■ **Passage to read**
-*-

This is an implementation of the [Edge-Avoiding À-Trous Wavelet Transform for fast Global
Illumination Filtering](https://jo.dreggn.org/home/2010_atrous.pdf) in CUDA, integrated into a CUDA pathtracer.

### Features
- Gbuffer to store normals and positions of each pixel
- Denoising pass that blurs pixels using an A-trous kernel, but avoids edges based on neighbouring pixels' ray-traced colour, normal, and position
- Parameters: filterSize = 5 * 2^(# of iterations of A-trous), and colorWeight, normalWeight, positionWeight which correspond to the sigma parameter in the weight calculations from the paper for colors, normals, and positions respectively
- Path-tracer integration: the bonus features and performance testing for this assignment were done in base code of this project. However, I also integrated the denoiser into my project 3 pathtracer to visually test more complex scenes, see the [proj-4-denoiser](https://github.com/conswang/Project3-CUDA-Path-Tracer/pull/1) branch
- Extra credit
- Gaussian filter

Showing the gbuffers as colours for cornell ceiling light scene (click "Show G-buffers" with `SHOW_GBUFFER_NORMALS` or `SHOW_GBUFFER_POS` macros set to 1).
| Normals | Positions |
| ---- | ----|
| ![](img/box/normal-gbuffer.png) | ![](img/box/pos-gbuffer.png) |

Denoiser on cornell ceiling light scene (10 samples) with filterSize = 80, colorWeight = 1.804, normalWeight = 0.309, positionWeight = 7.113. The a-trous only image shows the blur effect of the A-trous kernel only, without edge detection.

|Original | A-trous only | Denoised with edge detection |
| --- | ---| ---|
| ![](img/box/orig.png) | ![](img/box/a-trous-only.png) | ![](img/box/denoised.png) |

Denoiser tested on complex scene: [motorcycle.gltf](https://github.com/conswang/Project3-CUDA-Path-Tracer/blob/main/scenes/motorcycle/motorcycle.gltf) with filterSize = 320, colorWeight = 4, normalWeight = 1, positionWeight = 1.

-*-

■ **Data shown**
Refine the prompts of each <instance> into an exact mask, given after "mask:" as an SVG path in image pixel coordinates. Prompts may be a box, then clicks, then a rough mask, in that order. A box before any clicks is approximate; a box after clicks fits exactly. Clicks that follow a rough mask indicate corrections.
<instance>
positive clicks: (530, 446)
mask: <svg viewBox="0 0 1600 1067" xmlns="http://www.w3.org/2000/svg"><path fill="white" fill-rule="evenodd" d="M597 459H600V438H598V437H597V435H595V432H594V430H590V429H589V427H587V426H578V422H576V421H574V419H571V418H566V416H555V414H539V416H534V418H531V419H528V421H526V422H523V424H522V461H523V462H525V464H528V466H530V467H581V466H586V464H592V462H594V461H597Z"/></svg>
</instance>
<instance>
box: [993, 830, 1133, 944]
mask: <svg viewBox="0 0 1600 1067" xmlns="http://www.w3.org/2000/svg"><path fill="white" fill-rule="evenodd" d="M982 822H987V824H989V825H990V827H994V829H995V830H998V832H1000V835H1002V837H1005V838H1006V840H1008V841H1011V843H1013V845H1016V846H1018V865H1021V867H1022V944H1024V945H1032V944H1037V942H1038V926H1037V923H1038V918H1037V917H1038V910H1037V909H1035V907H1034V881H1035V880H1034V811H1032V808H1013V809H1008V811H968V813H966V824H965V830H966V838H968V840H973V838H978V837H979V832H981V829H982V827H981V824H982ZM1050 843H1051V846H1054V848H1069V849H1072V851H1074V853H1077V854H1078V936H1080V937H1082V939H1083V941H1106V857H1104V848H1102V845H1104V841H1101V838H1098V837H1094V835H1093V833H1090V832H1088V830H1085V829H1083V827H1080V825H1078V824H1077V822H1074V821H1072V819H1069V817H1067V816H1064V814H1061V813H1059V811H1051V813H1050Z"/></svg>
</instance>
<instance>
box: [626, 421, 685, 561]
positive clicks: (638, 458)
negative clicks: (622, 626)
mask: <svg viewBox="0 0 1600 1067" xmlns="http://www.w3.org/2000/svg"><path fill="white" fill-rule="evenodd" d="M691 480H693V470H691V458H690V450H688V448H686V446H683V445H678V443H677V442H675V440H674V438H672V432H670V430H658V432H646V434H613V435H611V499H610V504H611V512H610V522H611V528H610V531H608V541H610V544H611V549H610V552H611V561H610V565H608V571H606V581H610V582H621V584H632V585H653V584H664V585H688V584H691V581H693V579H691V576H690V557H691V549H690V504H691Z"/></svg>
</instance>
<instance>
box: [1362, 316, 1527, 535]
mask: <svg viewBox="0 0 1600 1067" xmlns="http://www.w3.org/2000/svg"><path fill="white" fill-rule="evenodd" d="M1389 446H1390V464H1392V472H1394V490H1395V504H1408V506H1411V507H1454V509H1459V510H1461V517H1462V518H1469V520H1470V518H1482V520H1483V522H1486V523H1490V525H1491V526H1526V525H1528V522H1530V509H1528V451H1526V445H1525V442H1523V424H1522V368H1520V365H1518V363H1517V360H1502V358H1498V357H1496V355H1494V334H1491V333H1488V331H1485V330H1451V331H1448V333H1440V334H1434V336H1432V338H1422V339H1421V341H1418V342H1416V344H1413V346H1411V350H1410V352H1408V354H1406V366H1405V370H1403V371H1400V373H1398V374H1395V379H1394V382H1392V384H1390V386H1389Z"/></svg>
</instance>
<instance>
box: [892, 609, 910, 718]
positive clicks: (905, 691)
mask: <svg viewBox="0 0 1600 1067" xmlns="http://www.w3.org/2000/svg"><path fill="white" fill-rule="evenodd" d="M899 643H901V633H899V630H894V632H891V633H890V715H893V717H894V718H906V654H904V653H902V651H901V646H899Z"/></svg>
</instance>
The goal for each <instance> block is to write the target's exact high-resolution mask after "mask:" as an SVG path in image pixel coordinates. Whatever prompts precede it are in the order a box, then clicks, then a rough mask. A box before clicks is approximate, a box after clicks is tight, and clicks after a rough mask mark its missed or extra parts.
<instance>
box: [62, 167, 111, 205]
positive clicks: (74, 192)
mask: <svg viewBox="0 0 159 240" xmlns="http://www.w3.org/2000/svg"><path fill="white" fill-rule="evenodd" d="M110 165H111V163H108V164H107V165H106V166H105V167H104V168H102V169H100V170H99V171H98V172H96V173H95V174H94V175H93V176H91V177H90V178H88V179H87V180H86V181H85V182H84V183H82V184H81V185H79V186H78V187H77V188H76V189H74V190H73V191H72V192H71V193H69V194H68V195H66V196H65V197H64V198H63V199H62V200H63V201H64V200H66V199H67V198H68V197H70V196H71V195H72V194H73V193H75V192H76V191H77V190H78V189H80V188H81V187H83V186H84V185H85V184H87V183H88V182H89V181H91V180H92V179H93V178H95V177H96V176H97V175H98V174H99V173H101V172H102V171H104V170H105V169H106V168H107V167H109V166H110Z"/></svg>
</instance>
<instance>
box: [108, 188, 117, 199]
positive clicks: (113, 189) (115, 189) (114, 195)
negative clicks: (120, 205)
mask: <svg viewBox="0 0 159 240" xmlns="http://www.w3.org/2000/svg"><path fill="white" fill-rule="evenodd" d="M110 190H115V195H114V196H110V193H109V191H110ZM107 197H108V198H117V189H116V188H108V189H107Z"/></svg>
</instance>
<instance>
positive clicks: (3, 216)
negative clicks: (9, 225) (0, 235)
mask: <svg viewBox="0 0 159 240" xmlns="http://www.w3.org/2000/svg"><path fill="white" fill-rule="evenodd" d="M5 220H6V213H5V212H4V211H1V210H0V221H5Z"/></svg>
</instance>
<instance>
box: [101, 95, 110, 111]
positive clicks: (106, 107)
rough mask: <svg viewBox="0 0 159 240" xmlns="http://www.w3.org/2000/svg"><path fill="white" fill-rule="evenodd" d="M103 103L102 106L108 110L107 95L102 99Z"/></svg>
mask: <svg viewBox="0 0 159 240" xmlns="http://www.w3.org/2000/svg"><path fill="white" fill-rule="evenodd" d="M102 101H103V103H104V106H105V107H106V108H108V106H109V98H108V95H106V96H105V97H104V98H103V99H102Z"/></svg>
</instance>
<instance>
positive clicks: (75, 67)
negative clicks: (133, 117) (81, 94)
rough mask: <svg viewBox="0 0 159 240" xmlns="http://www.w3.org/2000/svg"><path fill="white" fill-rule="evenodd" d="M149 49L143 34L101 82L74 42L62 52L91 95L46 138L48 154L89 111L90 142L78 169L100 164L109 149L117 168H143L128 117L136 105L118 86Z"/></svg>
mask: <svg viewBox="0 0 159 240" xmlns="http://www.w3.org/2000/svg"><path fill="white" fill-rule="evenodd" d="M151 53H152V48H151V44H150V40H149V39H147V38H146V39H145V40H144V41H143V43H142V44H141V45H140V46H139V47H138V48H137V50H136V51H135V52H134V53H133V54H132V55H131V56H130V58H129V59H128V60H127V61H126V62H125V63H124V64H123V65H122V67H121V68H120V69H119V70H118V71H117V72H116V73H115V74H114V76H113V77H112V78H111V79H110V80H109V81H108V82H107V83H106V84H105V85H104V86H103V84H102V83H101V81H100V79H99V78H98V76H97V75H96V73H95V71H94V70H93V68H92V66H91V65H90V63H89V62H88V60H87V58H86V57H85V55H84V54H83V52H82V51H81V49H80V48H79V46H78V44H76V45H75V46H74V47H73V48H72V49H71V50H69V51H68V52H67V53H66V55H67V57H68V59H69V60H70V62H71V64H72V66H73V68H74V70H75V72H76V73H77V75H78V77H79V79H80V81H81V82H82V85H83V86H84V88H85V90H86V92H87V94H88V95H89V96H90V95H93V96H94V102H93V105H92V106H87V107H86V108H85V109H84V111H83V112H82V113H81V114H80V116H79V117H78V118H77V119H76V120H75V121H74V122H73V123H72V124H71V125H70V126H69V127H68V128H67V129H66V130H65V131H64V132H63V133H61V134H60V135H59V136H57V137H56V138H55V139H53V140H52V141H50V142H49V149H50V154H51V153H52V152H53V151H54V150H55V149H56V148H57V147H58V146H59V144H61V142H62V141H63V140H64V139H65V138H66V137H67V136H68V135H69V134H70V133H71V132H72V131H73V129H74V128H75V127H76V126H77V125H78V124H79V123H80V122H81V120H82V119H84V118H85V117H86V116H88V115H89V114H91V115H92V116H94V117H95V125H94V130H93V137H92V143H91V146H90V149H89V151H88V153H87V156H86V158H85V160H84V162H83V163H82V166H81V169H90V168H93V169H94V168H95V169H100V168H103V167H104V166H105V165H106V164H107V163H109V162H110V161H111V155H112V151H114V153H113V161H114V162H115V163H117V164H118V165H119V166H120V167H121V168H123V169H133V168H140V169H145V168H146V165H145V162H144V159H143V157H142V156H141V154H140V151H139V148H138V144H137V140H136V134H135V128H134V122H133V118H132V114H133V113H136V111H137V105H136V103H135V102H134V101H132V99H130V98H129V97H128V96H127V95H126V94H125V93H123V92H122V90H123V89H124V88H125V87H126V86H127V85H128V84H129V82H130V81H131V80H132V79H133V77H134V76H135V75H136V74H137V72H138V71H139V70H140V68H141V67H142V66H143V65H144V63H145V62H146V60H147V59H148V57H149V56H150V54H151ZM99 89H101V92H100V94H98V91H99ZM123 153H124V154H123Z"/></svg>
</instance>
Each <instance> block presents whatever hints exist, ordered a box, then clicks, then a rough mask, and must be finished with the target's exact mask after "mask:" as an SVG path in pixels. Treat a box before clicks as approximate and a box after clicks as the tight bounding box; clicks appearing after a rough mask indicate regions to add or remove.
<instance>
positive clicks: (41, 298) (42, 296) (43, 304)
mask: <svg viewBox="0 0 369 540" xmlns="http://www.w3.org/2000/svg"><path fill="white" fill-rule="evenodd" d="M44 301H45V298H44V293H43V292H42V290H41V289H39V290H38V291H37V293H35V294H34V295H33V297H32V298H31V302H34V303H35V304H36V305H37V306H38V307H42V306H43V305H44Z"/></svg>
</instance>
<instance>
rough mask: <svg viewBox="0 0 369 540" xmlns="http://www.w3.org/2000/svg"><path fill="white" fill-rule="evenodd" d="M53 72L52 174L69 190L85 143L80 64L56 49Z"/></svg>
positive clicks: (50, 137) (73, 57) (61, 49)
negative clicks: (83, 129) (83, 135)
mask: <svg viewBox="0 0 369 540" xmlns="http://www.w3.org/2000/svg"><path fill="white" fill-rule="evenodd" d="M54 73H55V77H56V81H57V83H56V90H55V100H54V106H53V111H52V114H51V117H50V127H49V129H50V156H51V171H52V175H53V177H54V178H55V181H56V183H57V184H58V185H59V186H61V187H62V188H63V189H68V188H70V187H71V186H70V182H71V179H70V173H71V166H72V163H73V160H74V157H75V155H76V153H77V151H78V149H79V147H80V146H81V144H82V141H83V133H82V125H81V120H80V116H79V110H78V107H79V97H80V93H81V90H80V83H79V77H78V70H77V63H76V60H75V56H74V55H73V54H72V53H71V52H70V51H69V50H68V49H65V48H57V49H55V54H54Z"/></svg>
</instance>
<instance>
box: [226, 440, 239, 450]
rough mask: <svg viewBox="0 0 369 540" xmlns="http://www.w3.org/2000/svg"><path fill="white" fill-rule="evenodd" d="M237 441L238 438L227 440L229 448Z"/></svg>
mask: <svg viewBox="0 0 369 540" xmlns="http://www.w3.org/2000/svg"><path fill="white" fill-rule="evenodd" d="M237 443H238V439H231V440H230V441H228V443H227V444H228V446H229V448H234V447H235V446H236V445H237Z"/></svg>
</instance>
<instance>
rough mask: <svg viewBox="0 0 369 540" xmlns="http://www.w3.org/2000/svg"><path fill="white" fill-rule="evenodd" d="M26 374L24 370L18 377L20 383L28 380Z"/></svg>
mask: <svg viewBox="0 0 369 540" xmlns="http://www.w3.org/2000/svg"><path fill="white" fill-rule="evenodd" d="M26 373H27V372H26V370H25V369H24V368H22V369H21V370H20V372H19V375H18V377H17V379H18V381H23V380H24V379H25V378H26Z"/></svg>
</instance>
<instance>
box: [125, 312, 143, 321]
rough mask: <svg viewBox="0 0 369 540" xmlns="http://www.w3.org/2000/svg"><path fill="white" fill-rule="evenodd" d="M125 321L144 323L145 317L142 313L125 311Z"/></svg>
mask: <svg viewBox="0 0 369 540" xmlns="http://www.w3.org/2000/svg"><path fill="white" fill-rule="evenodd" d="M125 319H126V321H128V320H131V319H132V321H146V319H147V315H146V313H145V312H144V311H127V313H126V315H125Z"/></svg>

-*-

■ **Work instructions**
(a) In the CUDA denoiser text, what filterSize was used when testing the denoiser on the motorcycle scene?
(b) Render this sentence from the CUDA denoiser text in Spanish: "The a-trous only image shows the blur effect of the A-trous kernel only, without edge detection."
(c) Continue the CUDA denoiser text from the point where it ends.
The data has no connection to the CUDA denoiser text.

■ **Numbered answers**
(a) A filterSize of 320 was used.

(b) La imagen solo con A-trous muestra únicamente el efecto de desenfoque del kernel A-trous, sin detección de bordes.

(c)
| Samples | Original | Denoised |
|-----| ----- | ---- |
| 10 | ![](img/motorcycle/10-samples-noisy.png) | ![](img/motorcycle/10-samples-denoised.png) |
| 20 | ![](img/motorcycle/20-samples-noisy.png) | ![](img/motorcycle/20-samples-denoised.png) |
| 50 | ![](img/motorcycle/50-samples-noisy.png) | ![](img/motorcycle/50-samples-denoised.png)
| 100 | ![](img/motorcycle/100-samples-noisy.png) | ![](img/motorcycle/100-samples-denoised.png)

### Gaussian Filter
I also implemented an edge avoiding Gaussian filter using a hard-coded 11 x 11 kernel instead of A-trous. Set the flag `GAUSSIAN_KERNEL` to 1 to use the Gaussian kernel. The results are visually very similar, even without the weighted edge-avoidance.

| Pure Gaussian (11 x 11 = 121) | Pure A-trous (filterSize 80) |
| --- | --- |
| ![](img/gaussian/gaussianonly.png) | ![](img/box/a-trous-only.png) |

The kernels are visually almost indistinguishable, and the edge avoidance code works the same way, so the results are visually similar as well (using default params):

| Gaussian | A-trous |
|--|--|
| ![](img/gaussian/gaussian-edge-avoid.png) | ![](img/box/denoised.png)|

However, A-trous is much faster:

![](img/graphs/Performance%20Gain%20of%20A-Trous%20over%20Gaussian%20Kernel%20(Lower%20is%20Better).png)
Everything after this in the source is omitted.